*ASSIGNMENT*: Please decide whether each statement below agrees with the article about the pastor's arrest, answering yes or no and quoting the article's deciding words: (a) The pastor turned himself in to authorities in Hillsborough County. (b) Bail was set at $500. (c) The sheriff said he negotiated with the pastor's attorney.

Pastor arrested for violating rules amid virus outbreak
TAMPA, Fla. (AP) — Florida officials have arrested the pastor of a megachurch after detectives say he held two Sunday services with hundreds of people and violated a safer-at-home order in place to limit the spread of the coronavirus.
According to jail records, Pastor Rodney Howard-Browne turned himself in to authorities Monday afternoon in Hernando County, where he lives. He was charged with unlawful assembly and violation of a public health emergency order. Bail was set at $500, according to the jail's website, and he was released after posting bond.
Hillsborough Sheriff Chad Chronister said in a news conference Monday that he negotiated with the attorney of Pastor Rodney Howard-Browne to turn himself in to authorities in Hernando County. His church is located in Tampa.
“Not only did the church comply with the administrative order regarding six-foot distancing, it went above and beyond any other business to ensure the health and safety of the people," said a statement from Liberty Counsel, Howard-Browne's law firm. "Contrary to Sheriff Chronister’s allegation that Pastor Howard-Browne was ‘reckless,” the actions of Hillsborough Country and the Hernando County Sheriff are discriminatory against religion and church gatherings.”

*Natural-language object grounding data*:
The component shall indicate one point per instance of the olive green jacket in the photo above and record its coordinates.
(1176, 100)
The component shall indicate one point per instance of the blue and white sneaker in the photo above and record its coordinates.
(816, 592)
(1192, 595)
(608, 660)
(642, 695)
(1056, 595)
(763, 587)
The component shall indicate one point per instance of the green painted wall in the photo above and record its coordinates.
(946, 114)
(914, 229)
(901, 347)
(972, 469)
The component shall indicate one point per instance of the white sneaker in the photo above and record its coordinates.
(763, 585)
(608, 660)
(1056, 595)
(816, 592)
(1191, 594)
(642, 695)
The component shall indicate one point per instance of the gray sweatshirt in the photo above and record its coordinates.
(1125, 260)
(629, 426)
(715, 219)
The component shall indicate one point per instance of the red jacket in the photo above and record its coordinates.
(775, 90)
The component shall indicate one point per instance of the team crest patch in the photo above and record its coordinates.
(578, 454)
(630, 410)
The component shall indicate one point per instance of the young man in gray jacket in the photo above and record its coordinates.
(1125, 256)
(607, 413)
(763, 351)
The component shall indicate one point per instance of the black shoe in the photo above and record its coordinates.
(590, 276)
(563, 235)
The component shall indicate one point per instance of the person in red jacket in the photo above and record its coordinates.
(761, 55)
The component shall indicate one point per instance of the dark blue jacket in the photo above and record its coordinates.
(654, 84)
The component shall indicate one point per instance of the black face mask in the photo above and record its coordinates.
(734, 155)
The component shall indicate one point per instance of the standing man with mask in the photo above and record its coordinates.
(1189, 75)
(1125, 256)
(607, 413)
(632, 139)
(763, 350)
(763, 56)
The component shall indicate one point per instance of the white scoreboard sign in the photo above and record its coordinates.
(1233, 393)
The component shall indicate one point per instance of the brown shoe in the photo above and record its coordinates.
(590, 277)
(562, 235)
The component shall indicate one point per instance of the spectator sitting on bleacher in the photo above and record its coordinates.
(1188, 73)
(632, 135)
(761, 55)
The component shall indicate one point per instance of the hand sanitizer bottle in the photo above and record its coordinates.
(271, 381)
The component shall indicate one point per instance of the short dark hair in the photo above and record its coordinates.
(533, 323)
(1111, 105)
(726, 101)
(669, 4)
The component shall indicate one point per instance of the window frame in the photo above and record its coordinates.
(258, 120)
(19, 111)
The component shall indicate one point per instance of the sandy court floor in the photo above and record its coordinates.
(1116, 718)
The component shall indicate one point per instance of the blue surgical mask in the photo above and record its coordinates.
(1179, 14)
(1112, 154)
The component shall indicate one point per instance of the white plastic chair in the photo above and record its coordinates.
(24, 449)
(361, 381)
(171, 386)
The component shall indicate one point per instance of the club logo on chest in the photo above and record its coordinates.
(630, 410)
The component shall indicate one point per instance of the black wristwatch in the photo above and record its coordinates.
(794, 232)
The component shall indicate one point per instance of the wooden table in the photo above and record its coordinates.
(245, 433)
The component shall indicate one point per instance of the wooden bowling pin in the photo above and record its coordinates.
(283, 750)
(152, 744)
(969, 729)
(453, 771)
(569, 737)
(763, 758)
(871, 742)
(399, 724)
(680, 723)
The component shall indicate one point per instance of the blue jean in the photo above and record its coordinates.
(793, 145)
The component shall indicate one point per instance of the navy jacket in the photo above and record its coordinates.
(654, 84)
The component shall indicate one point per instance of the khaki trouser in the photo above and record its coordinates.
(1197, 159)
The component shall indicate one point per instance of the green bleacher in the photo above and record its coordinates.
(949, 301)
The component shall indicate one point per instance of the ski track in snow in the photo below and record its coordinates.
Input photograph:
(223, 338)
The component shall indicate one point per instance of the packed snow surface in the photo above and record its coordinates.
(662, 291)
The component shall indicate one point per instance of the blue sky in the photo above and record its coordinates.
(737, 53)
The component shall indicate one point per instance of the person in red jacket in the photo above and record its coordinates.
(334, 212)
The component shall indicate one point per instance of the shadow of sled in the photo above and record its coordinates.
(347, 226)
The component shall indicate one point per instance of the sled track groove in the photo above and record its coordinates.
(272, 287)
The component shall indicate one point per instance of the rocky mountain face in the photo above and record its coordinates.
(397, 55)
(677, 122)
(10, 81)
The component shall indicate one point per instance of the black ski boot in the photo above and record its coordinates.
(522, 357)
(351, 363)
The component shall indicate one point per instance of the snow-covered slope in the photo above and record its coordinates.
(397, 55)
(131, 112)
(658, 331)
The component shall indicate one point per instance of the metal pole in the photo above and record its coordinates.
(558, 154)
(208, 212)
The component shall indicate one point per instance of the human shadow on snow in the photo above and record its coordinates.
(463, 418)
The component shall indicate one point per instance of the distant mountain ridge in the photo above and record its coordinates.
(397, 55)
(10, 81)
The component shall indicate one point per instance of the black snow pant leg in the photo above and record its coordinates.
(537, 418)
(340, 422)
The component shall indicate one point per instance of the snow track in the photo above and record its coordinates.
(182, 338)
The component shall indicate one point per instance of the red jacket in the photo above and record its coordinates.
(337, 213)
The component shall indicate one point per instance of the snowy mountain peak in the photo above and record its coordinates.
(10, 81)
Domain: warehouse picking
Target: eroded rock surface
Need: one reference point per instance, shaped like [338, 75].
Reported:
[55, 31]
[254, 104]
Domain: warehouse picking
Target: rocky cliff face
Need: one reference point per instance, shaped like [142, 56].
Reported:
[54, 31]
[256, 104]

*WRITTEN SOLUTION*:
(a) No: "Pastor Rodney Howard-Browne turned himself in to authorities Monday afternoon in Hernando County, where he lives."
(b) Yes: "Bail was set at $500, according to the jail's website"
(c) Yes: "he negotiated with the attorney of Pastor Rodney Howard-Browne to turn himself in to authorities in Hernando County"